TASK PROMPT: When the line containing "In this picture, where can the black dog" is reached, begin transcribing. Continue exactly through the final line of the listing, and return nothing else.

MATERIAL SUPPLIED:
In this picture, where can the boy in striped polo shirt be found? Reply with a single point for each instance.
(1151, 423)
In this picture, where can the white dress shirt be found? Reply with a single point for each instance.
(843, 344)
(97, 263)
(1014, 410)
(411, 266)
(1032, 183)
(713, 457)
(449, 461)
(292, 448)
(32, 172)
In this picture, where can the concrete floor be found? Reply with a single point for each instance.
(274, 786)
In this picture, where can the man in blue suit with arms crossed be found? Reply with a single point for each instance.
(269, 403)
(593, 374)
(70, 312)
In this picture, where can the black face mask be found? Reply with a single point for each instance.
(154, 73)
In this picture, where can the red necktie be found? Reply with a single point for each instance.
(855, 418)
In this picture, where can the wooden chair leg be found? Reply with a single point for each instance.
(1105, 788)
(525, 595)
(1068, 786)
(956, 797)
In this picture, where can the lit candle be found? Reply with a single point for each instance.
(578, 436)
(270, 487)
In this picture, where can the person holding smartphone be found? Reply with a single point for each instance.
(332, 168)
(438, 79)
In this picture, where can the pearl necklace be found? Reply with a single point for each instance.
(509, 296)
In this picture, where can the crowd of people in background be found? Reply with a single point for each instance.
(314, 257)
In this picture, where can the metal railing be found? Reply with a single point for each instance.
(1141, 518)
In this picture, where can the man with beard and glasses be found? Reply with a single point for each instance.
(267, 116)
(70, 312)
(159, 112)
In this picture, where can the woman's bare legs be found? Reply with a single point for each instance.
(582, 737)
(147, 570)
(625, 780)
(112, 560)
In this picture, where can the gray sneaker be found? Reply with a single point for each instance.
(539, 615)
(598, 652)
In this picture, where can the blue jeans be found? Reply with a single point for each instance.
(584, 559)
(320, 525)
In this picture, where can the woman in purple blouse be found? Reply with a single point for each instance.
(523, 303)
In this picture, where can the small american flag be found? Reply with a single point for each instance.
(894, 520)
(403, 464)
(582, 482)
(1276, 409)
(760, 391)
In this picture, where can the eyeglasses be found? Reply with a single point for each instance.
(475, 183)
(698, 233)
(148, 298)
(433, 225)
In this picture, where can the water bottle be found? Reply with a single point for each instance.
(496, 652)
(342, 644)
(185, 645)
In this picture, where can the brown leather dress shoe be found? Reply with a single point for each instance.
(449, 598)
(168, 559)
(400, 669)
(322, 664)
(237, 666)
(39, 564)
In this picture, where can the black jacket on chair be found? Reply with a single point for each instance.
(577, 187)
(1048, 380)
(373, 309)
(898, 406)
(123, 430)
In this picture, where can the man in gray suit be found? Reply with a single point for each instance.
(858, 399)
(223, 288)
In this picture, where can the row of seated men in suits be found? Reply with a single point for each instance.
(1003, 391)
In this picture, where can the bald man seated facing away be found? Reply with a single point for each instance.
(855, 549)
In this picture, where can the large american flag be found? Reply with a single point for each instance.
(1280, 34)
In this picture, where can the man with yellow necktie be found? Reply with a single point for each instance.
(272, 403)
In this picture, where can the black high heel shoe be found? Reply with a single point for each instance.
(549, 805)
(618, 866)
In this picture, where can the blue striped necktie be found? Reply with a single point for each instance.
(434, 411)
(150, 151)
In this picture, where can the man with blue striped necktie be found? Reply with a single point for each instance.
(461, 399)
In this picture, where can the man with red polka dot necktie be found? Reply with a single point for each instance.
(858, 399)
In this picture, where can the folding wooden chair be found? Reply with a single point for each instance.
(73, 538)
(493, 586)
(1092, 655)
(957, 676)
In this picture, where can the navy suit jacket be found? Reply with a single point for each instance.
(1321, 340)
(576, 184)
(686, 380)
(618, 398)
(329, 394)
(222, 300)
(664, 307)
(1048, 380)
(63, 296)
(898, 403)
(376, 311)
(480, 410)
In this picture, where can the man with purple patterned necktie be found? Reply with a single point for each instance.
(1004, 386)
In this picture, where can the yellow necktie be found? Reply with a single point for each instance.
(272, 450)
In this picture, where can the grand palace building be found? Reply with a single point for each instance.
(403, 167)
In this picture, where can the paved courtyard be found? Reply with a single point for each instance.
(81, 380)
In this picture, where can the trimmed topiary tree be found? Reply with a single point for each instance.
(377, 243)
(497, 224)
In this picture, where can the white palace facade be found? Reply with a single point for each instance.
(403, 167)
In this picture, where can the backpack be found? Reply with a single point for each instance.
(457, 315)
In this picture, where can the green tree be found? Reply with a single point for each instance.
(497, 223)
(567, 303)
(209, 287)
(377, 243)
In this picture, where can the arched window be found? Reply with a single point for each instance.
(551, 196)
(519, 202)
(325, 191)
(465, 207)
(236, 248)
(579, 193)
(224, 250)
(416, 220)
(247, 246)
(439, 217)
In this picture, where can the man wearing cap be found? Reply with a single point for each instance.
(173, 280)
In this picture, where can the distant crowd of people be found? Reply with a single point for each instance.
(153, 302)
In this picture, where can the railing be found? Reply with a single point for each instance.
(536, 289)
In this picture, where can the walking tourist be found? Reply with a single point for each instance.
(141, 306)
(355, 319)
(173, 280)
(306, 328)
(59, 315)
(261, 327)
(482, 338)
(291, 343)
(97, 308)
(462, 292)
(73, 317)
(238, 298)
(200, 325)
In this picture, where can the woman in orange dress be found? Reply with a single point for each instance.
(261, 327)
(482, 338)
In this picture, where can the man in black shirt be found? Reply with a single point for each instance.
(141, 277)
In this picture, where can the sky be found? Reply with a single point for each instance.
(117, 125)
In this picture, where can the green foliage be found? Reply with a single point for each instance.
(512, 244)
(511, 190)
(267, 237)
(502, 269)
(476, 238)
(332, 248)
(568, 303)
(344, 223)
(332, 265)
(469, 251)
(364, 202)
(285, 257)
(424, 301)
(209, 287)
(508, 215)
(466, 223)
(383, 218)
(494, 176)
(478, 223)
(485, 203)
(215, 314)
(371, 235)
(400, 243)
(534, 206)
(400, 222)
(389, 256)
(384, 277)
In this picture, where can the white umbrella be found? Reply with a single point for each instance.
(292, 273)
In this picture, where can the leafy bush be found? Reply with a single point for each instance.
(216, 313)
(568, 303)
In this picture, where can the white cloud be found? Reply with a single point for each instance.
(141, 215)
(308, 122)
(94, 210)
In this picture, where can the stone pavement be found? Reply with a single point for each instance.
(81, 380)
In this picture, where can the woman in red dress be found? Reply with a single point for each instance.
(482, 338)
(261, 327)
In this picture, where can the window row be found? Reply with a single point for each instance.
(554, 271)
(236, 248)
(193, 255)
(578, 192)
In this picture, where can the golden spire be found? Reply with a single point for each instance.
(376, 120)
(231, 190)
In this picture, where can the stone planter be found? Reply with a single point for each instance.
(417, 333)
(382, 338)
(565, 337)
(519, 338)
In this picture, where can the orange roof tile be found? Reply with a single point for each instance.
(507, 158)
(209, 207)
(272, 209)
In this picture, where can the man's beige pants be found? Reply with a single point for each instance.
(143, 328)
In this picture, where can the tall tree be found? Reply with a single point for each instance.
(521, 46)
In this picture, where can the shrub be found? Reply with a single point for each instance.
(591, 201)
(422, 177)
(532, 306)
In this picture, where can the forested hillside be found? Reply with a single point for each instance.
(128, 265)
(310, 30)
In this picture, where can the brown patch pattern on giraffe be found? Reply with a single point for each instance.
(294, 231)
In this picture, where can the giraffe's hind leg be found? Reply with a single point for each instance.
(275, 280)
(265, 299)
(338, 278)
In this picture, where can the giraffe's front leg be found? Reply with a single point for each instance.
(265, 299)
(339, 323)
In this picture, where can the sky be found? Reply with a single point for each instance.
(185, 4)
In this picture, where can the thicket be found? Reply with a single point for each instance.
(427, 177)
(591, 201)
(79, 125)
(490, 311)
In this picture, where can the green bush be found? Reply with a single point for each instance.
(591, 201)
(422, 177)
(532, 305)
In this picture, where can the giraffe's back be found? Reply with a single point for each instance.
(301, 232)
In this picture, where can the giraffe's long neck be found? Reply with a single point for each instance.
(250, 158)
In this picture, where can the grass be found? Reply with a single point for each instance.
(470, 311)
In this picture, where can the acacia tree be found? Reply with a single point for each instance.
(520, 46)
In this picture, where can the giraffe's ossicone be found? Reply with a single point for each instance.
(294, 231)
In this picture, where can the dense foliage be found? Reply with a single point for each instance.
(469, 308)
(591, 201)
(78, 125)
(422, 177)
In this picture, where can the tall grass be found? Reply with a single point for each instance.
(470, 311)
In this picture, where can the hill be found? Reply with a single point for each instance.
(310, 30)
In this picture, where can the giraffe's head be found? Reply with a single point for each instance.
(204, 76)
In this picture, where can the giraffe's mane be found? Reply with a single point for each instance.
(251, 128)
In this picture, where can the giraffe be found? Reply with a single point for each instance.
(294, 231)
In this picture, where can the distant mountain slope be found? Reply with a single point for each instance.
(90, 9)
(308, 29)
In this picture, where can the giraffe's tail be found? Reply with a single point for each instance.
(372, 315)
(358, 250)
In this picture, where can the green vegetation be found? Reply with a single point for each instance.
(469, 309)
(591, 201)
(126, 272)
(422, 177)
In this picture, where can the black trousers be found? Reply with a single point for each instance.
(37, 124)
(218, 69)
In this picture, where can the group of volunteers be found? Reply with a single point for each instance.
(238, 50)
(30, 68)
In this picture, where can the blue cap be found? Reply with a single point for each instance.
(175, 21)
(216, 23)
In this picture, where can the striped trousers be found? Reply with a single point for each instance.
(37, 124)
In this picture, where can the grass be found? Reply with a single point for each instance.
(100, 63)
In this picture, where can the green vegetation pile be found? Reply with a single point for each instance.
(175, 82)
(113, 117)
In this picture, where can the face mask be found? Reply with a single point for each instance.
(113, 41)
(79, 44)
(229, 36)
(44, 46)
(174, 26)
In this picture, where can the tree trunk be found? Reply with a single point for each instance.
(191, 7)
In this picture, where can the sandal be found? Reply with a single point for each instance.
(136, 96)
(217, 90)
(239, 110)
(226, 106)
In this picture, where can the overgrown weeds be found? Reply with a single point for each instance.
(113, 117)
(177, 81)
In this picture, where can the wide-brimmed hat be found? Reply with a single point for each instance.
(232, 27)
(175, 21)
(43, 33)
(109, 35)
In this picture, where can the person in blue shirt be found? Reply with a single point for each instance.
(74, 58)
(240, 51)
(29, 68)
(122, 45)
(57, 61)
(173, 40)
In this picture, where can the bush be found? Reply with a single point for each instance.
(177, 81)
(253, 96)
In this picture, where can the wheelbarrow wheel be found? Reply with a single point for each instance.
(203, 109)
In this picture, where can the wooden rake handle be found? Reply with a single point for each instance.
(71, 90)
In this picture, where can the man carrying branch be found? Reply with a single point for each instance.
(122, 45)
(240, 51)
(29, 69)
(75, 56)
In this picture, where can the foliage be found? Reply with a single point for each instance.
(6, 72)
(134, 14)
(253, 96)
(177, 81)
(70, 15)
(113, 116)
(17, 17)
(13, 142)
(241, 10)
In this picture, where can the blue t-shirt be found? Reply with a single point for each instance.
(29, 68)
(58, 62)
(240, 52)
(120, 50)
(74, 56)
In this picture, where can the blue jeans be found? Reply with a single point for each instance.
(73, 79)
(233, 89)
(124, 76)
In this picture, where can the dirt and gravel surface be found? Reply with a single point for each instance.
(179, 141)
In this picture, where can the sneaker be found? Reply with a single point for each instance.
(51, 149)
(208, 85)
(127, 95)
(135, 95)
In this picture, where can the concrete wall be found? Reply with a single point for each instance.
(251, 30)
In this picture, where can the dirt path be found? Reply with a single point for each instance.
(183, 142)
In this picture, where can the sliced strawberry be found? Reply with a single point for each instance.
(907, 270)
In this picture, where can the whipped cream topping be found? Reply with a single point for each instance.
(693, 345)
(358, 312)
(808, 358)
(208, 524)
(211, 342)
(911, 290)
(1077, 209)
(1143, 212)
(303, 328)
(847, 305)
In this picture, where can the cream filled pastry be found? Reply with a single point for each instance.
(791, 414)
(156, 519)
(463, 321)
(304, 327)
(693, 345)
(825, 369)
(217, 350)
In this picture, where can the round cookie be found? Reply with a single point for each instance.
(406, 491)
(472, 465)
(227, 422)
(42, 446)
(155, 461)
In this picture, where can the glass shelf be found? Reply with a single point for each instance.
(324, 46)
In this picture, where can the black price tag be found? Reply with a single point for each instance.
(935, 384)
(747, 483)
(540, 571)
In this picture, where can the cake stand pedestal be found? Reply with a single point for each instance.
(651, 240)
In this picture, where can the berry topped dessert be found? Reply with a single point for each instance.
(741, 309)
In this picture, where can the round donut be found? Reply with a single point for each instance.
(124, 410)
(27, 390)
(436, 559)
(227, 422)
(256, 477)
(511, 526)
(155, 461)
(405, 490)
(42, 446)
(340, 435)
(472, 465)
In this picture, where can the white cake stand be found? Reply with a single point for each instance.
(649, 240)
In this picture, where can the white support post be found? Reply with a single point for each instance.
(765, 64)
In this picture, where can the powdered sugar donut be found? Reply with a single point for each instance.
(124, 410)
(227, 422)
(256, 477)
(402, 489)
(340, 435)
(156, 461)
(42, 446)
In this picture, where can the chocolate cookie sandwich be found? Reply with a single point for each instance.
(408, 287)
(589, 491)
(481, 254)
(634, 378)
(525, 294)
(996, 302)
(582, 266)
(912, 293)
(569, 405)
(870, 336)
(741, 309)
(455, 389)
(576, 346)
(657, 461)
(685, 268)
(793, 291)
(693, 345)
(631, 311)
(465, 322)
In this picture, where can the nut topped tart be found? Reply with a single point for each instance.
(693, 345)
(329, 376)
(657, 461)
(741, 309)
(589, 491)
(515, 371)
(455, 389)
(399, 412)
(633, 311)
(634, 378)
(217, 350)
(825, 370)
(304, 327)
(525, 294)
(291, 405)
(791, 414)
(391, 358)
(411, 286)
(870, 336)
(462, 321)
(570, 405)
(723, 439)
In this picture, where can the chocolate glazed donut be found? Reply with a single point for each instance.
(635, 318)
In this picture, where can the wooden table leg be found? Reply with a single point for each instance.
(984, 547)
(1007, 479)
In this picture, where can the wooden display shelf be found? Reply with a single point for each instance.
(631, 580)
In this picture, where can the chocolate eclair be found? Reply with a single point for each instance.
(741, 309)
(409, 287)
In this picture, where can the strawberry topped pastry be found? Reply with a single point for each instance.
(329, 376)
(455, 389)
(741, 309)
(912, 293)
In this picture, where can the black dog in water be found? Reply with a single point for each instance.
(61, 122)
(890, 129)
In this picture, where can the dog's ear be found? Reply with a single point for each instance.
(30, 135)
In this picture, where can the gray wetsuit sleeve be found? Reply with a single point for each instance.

THE COMPLETED TASK:
In this picture, where can the black dog in water be found? Reply with a single point for each instance.
(61, 122)
(890, 129)
In this picture, where can the dog's ear be found? Reply with a single point for each instance.
(30, 135)
In this picture, where can the gray wetsuit sleeve be found? Reply with a single point for each instance.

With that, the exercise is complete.